Task item: Whenever "Locate" occurs in a line of the material, list that line.

Entries provided:

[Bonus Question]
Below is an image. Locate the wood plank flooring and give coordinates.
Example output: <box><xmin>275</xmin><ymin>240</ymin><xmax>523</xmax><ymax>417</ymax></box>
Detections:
---
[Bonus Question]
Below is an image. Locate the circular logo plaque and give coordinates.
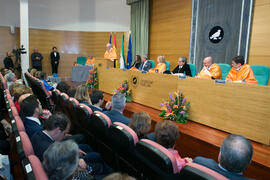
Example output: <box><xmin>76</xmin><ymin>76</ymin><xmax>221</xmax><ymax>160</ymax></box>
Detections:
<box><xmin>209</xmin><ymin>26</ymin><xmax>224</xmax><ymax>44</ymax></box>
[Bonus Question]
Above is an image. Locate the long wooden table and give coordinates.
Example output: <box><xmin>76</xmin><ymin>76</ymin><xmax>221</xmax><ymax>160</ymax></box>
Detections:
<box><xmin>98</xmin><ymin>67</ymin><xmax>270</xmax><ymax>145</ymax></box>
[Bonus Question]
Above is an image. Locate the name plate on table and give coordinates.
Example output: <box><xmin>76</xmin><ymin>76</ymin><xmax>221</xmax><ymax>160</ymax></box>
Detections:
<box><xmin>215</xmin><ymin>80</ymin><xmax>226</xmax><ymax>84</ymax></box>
---
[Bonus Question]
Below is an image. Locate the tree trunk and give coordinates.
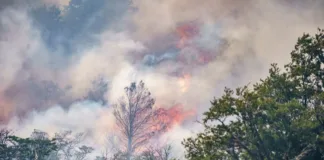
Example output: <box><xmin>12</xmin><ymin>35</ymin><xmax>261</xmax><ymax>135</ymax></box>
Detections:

Response for this exercise:
Below is an image. Locate the wood plank flooring and give coordinates.
Below is an image. Locate the circular logo plaque and give coordinates.
Above is an image. Locate the long wooden table and give coordinates.
Above is an image. Locate the name plate on table and give coordinates.
Below is an image. Locate the tree trunk and give coordinates.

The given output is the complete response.